→ **Work instructions**
In the explanation of the Robbins-Monro iteration, restate the part that opens with the words containing "Notice that if" and closes with "more rigorous calculations.)", and swap "Newton's method" for "Newton-Raphson iteration".

Notice that if $a_n = 1/M'(x_n)$ then the Robbins-Monro iteration is just Newton's method. In fact to make the Robbins-Monro iteration work well, one needs to start with an estimate of $M'(x_n)$ (as described in the paper I linked). This is the first step towards the intuitive understanding of the method.

Now let's write $N(x) = M(x) - \eta$ where $\eta$ is a noise term with mean zero. Then the sequence of iterates will be $$x_{n+1} = x_n - a_n N(x_n) = x_n - a_n M(x_n) + a_n \eta_n.$$

As the iteration progresses, the noise terms $a_n\eta_n$ get added up. If the $a_n$ sequence is decreasing then the noise will decrease too. (This might not be entirely obvious from the formula above, but it can be shown with more rigorous calculations.)

To better understand what is happening during iteration, let us study the case when $M(x) = \alpha (x - \bar x)$, i.e. $M(x)$ is a linear function with root $\bar x$. This is usually a good approximation in a narrow enough interval around the root. Let us choose $a_n = a/M'(x_n) = a/\alpha$. In other words, the number $a$ tells us how close we are to the exact Newton iteration (sans noise). If $a=1$ then we re-gain Newton's method, plus the noise term. If $a$ is in a certain interval around 1, then the iteration will still converge to the root $\bar x$. Let's find this interval:

The sequence will be $$x_{n+1} = x_n (1-a) + a \bar x + a \eta_n/\alpha,$$ or in terms of the staring value $x_0$, $$x_n = (1 - (1-a)^n)\bar x + x_0 (1-a)^n + \text{noise}.$$

The Newton-like part of this iteration converges if $0 < a < 2$, and the convergence is fastest if $a=1$. But what about the noise term? It can be shown that the noise in $x_n$ depends monotonically on $a$ for $0<a<2$ and it gets smaller as $a$ decreases. Thus we have a tradeoff between fast convergence of the Newton-like part and effective averaging of the noise. If $a$ is small then we get good averaging of the noise but slow convergence of the deterministic part and vice versa. A decreasing $a_n$ sequence helps with faster convergence initially and more effective averaging of the noise in later steps.

I hope this helps.

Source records
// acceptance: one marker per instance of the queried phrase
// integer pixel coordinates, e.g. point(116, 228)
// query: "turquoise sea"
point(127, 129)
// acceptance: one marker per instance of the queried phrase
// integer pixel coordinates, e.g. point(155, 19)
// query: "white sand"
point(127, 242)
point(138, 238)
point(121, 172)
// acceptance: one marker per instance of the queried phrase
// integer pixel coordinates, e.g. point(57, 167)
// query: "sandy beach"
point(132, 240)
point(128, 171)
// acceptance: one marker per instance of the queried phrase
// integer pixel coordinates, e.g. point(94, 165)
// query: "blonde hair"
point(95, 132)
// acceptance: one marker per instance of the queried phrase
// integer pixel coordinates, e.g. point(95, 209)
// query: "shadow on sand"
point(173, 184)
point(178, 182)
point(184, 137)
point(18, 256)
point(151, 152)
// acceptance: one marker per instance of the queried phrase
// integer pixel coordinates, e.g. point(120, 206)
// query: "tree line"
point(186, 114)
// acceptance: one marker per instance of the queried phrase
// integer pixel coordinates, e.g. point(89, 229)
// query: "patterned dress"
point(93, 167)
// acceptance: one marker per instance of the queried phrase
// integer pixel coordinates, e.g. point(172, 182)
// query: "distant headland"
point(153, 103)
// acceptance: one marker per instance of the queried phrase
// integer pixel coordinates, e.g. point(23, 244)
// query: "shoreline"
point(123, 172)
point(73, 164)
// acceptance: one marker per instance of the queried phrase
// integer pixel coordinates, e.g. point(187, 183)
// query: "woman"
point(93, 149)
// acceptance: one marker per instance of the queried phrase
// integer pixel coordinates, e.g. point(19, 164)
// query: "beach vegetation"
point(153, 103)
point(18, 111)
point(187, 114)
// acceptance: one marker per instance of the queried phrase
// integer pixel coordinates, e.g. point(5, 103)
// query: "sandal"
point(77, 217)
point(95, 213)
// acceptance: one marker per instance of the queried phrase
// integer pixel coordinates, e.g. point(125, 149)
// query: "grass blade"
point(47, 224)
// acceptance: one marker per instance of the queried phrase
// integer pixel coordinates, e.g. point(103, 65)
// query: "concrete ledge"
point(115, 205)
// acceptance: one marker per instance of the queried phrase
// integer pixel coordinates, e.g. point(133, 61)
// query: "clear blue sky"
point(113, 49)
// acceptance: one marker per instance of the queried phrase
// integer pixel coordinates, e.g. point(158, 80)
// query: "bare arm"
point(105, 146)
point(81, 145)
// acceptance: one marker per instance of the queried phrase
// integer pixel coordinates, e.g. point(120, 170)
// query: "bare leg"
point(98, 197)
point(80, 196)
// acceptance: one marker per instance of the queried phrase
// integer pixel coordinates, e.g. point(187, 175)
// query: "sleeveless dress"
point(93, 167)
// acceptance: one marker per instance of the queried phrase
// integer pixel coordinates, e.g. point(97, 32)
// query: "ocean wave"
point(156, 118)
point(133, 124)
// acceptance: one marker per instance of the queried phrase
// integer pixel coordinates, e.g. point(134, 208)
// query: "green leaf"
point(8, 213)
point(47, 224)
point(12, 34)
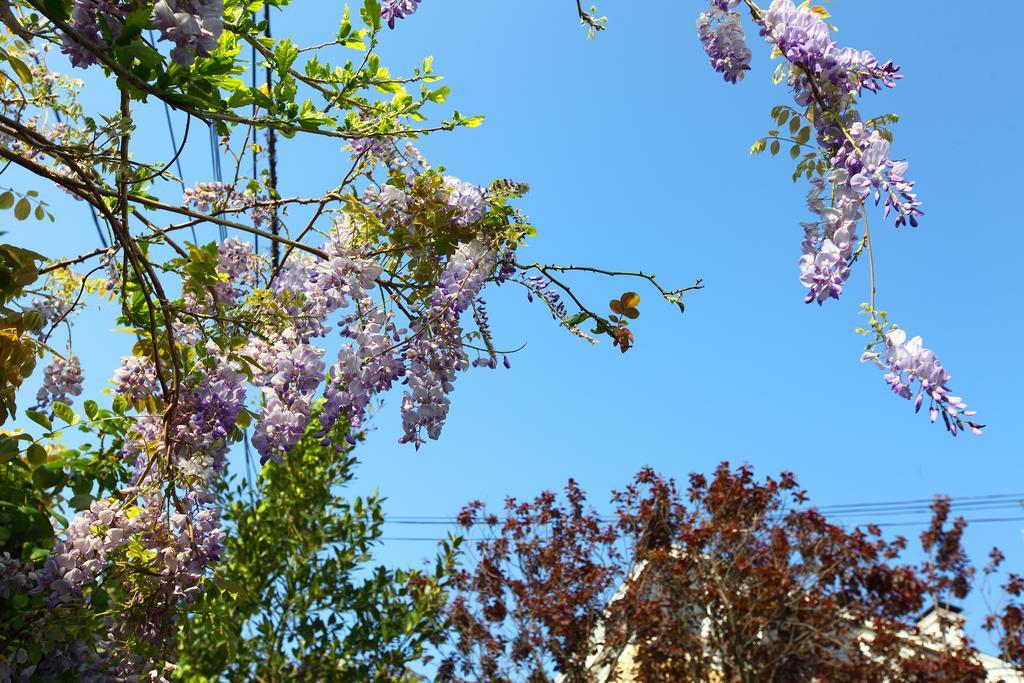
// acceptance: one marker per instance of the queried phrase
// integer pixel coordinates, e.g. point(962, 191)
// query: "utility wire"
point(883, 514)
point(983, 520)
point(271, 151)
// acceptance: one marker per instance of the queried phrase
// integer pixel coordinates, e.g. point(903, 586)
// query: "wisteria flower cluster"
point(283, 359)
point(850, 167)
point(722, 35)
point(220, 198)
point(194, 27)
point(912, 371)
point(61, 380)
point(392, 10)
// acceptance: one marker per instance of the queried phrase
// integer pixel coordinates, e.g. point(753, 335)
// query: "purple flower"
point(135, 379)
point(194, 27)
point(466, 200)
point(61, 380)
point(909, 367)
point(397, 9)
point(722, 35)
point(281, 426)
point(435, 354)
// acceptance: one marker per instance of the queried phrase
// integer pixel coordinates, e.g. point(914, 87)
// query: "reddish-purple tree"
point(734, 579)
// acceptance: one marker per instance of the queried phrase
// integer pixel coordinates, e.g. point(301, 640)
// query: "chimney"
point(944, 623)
* * *
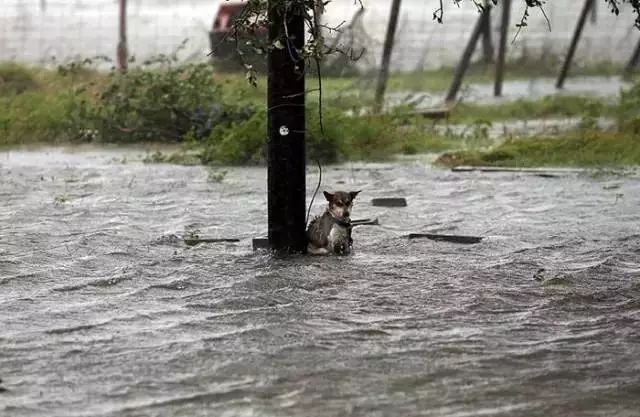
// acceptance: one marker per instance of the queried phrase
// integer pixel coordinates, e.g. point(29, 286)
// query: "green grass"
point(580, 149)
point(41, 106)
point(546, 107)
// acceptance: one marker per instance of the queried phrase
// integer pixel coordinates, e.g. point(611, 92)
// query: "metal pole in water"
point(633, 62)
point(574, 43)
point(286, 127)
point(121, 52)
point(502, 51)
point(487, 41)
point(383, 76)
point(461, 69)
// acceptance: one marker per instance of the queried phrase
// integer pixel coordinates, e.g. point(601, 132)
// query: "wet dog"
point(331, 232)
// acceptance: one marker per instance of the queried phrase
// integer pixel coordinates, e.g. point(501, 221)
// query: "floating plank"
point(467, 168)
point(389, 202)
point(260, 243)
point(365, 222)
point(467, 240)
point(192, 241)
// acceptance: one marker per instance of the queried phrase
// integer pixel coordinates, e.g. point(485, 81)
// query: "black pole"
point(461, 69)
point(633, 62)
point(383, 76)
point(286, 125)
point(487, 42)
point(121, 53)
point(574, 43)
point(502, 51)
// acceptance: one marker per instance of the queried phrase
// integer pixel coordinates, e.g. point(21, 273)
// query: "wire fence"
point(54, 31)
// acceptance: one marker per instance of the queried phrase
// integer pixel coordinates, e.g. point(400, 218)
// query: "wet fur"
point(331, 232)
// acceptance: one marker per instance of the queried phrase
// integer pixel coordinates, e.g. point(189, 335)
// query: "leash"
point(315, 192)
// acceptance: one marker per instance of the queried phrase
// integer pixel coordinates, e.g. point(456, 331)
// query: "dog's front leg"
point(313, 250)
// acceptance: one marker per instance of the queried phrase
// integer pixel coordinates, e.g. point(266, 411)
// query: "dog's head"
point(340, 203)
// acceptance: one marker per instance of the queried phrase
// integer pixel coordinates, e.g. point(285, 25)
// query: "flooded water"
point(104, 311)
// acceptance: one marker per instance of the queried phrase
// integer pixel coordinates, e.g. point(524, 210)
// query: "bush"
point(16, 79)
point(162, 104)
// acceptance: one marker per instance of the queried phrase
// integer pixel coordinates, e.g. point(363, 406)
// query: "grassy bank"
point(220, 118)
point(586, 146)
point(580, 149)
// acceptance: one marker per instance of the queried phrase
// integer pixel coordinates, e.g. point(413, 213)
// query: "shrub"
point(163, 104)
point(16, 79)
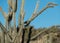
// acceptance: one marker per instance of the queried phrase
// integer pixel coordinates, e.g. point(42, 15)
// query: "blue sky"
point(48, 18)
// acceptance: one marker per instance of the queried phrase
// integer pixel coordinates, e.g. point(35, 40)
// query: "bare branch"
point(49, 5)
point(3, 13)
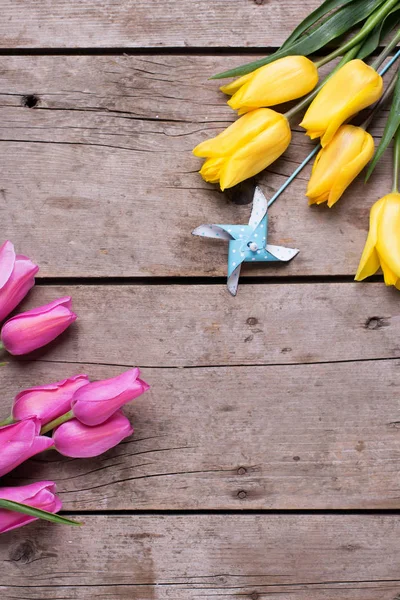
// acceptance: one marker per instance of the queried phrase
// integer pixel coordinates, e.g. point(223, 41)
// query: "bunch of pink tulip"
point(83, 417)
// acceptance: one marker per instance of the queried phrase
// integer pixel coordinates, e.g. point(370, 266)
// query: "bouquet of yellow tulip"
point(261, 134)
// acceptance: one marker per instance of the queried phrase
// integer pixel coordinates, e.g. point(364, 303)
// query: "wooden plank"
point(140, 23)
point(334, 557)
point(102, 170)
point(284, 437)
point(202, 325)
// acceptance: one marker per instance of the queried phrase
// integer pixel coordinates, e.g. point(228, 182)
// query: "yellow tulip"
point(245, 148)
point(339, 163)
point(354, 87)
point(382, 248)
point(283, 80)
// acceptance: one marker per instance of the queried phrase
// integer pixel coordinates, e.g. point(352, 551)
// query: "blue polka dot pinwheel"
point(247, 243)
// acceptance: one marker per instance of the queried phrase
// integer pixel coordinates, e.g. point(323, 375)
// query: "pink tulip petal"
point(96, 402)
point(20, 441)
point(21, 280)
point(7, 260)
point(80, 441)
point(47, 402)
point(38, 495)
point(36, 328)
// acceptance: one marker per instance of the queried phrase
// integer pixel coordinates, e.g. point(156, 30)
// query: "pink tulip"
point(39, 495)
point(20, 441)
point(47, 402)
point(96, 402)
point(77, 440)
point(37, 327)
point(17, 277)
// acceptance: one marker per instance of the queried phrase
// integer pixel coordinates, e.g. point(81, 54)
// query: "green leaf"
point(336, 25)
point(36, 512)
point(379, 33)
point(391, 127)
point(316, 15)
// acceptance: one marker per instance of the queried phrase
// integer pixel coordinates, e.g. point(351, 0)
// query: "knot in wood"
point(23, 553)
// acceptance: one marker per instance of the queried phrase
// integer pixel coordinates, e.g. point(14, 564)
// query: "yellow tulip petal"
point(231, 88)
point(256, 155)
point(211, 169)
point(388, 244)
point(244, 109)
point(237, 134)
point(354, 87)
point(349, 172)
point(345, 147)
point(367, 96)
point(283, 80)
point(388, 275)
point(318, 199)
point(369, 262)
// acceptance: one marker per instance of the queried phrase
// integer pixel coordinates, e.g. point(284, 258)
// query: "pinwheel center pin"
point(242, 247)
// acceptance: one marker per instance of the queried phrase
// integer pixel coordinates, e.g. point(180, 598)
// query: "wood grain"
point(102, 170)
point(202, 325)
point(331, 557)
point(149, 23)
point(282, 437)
---
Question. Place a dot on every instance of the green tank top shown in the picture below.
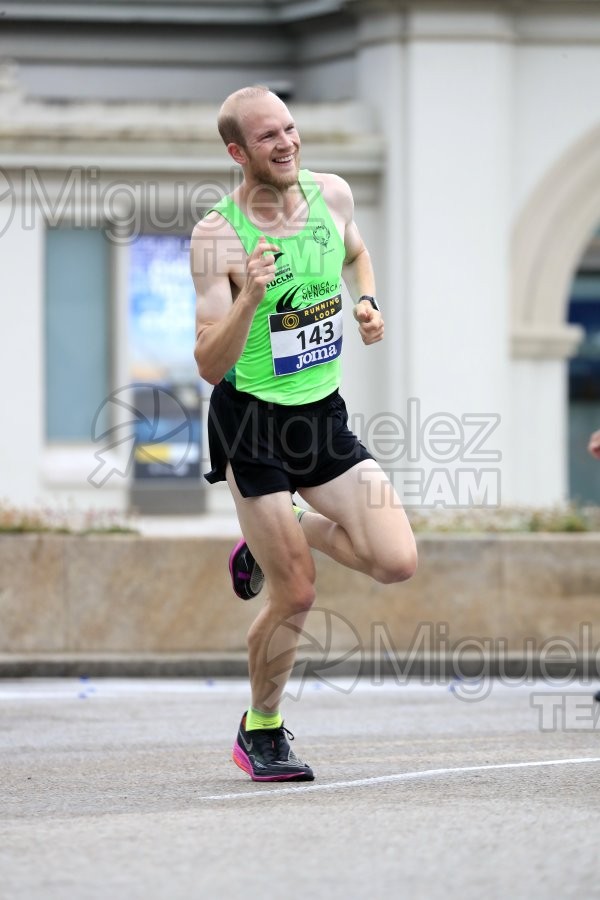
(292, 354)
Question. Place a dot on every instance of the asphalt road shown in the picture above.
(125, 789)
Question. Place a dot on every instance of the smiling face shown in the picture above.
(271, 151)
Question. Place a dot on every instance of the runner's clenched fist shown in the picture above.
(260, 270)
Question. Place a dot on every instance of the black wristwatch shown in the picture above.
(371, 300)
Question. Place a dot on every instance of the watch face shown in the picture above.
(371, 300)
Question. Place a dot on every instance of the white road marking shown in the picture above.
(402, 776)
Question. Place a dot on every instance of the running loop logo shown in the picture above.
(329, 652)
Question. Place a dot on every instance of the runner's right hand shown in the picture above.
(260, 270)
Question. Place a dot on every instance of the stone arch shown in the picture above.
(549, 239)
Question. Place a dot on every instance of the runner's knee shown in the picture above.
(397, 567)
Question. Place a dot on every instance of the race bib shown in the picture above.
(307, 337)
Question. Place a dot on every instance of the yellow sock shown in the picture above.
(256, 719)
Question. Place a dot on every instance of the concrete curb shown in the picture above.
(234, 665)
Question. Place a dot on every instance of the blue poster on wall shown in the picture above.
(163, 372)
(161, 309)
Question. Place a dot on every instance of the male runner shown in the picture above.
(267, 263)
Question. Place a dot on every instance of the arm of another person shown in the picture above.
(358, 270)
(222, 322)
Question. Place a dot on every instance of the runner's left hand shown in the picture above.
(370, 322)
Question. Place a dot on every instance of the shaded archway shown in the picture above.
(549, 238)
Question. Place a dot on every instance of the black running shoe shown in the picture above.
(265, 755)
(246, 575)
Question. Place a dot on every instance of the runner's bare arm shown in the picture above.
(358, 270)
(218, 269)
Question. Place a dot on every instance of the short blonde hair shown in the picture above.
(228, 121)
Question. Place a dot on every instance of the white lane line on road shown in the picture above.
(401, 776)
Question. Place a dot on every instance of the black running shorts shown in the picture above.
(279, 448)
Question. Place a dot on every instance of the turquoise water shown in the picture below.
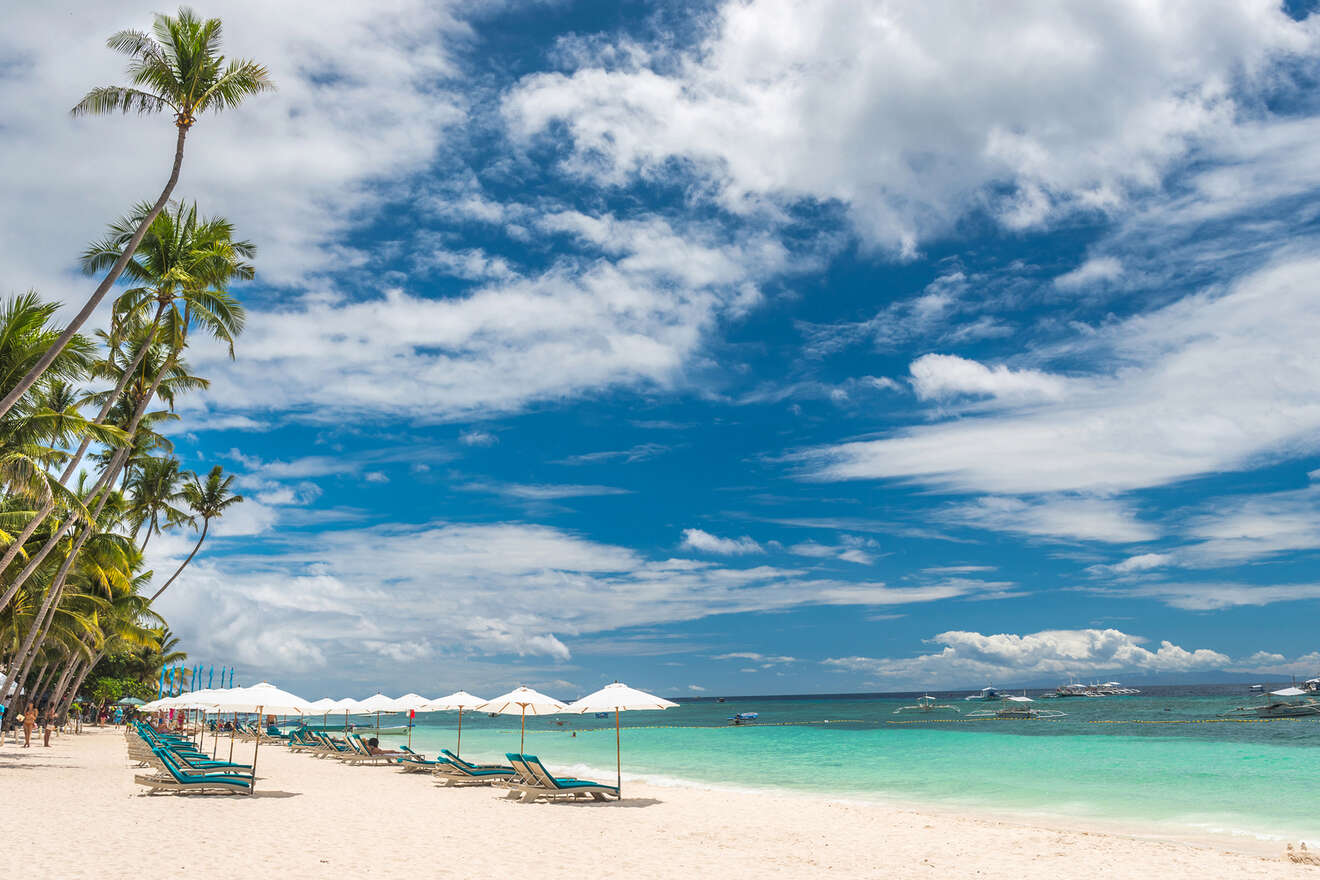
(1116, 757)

→ **Written answer**
Notice that if $a_n = 1/M'(x_n)$ then the Robbins-Monro iteration is just Newton-Raphson iteration. In fact to make the Robbins-Monro iteration work well, one needs to start with an estimate of $M'(x_n)$ (as described in the paper I linked). This is the first step towards the intuitive understanding of the method.

Now let's write $N(x) = M(x) - \eta$ where $\eta$ is a noise term with mean zero. Then the sequence of iterates will be $$x_{n+1} = x_n - a_n N(x_n) = x_n - a_n M(x_n) + a_n \eta_n.$$

As the iteration progresses, the noise terms $a_n\eta_n$ get added up. If the $a_n$ sequence is decreasing then the noise will decrease too. (This might not be entirely obvious from the formula above, but it can be shown with more rigorous calculations.)